EXERCISE 1
Answer these from the networking textbook review:
(a) Which three recent developments does the 2019 update discuss?
(b) What toolchain is the book created and maintained with?
(c) How many online companion books come with the book?
#### SOURCE EXTRACT
However, there are areas that could use more depth in my opinion, such as the IPv4/IPv6 transition, NAT, and modern web applications, to pick three.

Content Accuracy

rating:
5

The information in the book is accurate from my perspective. It is also unbiased. The primary author has made multiple seminal contributions to the field of networking that, aside from their technical merit, contributed to consensus and community building.

Moreover, the book includes “perspectives” at the end of each chapter in which the authors discuss their view of recent developments. These perspectives nicely augment and complement the factual descriptions provided by the rest of the text.

Relevance/Longevity

rating:
4

The 2019 update includes a discussion of several recent developments (such as QUIC, TCP/BBR, or blockchains).

Some discussion that provides only historical context could be shortened, especially regarding technologies that were never widely deployed (e.g., IP multicast).

Clarity

rating:
5

The book is well written and easily accessible. It is targeted at undergraduates in a 3rd or 4th year networking course, but could be used in a 1st graduate level course as well.

The bottom-up approach that starts with the lower layers of the networking stack makes some forward references necessary, which is unavoidable. Overall, the textbook focuses on explaining problems and then outlining the fundamental ideas underlying their solutions – rather than restricting itself to a description of only the solutions themselves.

Consistency

rating:
4

Overall, the book is well written and certainly internally consistent.

A possible point of improvement would be rethink the inclusion of fragment written in a C-like language – this evokes a level of detail with respect to using the book’s description for an actual implementation that it doesn’t otherwise have.

Modularity

rating:
4

The book is modular, devoting chapters to the layers used in networking (link layer, network layer, transport layer, etc.) as well as devoting chapters to cross-cutting issues such as security, multimedia, data representation, and so on. The size of each chapter/section is about right for the level of detail provided. I would feel comfortable assigning it to students.

Organization/Structure/Flow

rating:
5

The table of contents makes it clear where to read about which topic. Because of the nature of certain topics, some subjects could be covered at multiple levels (e.g. reliable data transmission is both a link layer and a transport layer issue, routing/forwarding occurs primarily at the network layer, but also for overlay networks or switched Ethernet.) The book strikes a good balance in sorting these topics and is certain to highlight connections and relationships.

Interface

rating:
4

This book is created and maintained using the Sphinx toolchain and is available as HTML, PDF, and ePub format. I read the HTML version and examined the PDF version, which results in professional quality documents that are full-text searchable and easily navigable. The authors use illustrations frequently and to good effect.

Unfortunately, some of the URLs embedded were broken (e.g., https://blockstack.org/whitepaper.pdf)

Grammatical Errors

rating:
5

Perhaps unsurprisingly, aside from the (infrequent) typo, I wasn’t able to spot any mistakes.

Cultural Relevance

rating:
5

The emergence of the Internet has had profound cultural impact, and this book tells its story.

Comments

The book comes with 5 (online) companion books that dive even deeper into some of the topics the book covers.

It is also open for contributions by anybody, which could further improve its content and relevance in the future.
########
#### DATASET ROWS
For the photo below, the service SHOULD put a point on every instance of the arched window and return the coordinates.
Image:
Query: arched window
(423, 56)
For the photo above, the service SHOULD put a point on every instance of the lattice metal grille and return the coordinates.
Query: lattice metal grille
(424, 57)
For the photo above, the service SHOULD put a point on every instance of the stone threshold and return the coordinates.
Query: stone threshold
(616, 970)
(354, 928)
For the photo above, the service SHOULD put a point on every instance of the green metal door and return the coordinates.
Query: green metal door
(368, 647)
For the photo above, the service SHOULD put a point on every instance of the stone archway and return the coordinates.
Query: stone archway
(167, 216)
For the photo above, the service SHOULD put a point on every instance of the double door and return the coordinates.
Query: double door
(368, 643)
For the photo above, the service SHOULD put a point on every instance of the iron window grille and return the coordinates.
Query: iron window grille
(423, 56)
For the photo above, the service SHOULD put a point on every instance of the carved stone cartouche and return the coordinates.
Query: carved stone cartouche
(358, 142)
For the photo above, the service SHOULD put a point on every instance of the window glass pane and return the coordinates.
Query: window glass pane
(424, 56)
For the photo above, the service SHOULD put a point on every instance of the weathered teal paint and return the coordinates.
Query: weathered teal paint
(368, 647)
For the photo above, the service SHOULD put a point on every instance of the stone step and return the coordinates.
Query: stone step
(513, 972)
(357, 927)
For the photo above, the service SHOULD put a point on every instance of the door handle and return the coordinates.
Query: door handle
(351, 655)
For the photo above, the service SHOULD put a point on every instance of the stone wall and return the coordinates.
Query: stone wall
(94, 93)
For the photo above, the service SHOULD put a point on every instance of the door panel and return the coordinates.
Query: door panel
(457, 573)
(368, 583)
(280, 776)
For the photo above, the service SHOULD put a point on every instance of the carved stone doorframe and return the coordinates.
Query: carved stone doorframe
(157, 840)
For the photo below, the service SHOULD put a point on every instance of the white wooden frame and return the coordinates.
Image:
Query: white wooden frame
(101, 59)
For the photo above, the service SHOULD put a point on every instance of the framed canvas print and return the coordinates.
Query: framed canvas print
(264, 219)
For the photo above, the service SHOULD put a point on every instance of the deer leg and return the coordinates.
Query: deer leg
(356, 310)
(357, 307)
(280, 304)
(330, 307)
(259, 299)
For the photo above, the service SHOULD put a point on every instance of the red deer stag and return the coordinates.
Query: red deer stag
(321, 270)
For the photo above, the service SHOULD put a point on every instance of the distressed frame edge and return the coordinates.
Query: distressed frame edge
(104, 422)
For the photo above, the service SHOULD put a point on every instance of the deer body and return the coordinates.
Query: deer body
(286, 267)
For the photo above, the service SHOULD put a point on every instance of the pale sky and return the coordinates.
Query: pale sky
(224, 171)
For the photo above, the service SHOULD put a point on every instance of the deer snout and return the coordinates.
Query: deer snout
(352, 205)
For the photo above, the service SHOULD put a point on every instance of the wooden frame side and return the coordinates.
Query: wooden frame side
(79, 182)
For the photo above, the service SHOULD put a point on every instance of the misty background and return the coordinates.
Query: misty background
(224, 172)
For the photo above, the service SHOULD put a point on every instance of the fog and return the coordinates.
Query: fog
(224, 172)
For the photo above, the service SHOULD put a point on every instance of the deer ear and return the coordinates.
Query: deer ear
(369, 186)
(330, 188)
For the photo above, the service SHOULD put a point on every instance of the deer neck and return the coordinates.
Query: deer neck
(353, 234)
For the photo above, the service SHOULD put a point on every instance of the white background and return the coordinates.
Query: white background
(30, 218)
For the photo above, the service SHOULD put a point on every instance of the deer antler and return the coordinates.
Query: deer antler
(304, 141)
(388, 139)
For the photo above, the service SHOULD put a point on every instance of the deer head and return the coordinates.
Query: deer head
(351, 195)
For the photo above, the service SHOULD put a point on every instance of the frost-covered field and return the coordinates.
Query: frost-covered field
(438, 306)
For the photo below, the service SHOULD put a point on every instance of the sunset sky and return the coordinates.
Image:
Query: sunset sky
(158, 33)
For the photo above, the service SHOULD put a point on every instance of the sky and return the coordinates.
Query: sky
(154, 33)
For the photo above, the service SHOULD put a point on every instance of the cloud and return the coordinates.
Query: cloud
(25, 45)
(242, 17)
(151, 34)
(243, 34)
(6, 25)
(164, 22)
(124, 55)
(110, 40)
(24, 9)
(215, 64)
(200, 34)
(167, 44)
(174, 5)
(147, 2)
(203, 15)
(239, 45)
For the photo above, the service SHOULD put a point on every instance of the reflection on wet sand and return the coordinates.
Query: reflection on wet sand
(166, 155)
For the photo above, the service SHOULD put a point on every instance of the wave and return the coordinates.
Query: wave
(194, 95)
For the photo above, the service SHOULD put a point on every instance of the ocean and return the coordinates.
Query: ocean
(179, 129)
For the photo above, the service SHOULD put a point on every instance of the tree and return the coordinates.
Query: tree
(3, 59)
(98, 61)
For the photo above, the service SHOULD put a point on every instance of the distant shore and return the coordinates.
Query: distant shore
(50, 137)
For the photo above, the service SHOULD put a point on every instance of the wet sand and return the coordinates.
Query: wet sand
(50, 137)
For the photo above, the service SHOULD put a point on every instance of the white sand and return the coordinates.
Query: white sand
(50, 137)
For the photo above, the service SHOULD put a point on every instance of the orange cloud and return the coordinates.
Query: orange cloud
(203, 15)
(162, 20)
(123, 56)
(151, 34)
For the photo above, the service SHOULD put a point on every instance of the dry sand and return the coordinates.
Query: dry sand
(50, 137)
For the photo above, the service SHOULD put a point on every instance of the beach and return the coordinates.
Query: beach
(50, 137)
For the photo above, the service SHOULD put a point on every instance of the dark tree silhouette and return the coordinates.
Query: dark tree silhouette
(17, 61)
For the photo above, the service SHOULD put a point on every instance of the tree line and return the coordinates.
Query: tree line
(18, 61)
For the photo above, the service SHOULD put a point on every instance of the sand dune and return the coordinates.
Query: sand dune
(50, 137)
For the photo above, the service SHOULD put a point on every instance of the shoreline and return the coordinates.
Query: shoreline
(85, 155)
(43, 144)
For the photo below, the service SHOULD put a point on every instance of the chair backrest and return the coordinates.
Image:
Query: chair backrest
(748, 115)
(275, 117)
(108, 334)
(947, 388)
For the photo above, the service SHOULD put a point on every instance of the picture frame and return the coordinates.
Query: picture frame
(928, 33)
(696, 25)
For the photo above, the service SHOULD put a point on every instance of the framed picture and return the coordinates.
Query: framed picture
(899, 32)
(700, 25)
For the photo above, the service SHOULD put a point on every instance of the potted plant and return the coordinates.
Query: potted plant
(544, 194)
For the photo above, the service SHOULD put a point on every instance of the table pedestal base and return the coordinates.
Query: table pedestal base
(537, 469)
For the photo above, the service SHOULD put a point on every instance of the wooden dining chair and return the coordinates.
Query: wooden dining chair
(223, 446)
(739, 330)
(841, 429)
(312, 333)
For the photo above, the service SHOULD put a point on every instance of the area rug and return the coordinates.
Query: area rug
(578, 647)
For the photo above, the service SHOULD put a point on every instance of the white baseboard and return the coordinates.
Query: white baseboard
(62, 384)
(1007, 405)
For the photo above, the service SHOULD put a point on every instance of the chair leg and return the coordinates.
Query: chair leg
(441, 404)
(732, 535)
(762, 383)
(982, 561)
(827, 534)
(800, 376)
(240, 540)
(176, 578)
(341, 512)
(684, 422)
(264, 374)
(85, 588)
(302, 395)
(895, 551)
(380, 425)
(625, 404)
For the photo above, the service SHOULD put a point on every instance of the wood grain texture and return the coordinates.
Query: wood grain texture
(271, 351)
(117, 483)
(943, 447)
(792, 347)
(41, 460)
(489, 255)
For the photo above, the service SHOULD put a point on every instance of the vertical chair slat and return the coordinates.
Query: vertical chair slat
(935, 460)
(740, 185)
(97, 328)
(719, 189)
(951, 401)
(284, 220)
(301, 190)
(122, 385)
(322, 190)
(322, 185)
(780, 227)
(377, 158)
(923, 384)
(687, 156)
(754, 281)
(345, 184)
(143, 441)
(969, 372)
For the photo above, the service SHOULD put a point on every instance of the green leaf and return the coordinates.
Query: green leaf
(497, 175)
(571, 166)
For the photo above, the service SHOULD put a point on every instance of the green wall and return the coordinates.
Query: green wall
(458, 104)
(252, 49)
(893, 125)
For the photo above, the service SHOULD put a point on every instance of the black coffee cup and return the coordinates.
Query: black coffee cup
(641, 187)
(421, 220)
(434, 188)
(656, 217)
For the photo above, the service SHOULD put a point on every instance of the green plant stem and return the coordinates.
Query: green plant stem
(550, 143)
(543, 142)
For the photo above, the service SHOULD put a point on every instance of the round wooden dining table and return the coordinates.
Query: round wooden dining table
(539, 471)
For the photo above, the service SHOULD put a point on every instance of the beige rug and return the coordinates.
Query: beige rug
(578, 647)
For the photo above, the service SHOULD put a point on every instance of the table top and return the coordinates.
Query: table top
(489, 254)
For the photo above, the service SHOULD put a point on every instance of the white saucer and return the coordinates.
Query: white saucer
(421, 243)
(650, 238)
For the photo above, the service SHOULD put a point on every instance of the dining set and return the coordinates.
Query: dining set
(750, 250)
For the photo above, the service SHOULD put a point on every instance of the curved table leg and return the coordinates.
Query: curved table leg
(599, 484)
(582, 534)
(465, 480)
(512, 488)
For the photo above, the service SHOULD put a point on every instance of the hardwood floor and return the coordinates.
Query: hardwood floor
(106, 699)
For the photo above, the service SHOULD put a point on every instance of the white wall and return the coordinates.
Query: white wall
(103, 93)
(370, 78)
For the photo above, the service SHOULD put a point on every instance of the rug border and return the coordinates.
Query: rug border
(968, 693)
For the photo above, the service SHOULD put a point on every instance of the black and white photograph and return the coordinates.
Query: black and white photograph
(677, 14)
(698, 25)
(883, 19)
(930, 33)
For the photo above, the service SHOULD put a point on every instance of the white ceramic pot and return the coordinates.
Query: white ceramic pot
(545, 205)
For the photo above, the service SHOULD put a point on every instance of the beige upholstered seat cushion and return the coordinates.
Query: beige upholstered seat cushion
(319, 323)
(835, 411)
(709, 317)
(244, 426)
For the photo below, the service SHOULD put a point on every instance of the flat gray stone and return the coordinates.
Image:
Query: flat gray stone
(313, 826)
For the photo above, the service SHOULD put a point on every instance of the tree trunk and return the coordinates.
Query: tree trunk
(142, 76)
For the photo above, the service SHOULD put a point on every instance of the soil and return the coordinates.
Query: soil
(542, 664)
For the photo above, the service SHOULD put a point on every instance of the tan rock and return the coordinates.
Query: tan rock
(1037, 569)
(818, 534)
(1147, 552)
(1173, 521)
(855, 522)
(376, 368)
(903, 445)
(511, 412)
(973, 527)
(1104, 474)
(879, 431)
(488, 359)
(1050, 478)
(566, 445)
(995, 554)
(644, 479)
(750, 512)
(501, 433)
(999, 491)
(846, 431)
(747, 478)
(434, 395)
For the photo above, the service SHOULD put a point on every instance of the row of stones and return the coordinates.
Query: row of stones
########
EXERCISE 2
How many lines in the rows above contain the string "antler", with case counting? Reply with the number only.

FULL ANSWER 1
(a) QUIC, TCP/BBR, and blockchains
(b) Sphinx
(c) 5

FULL ANSWER 2
2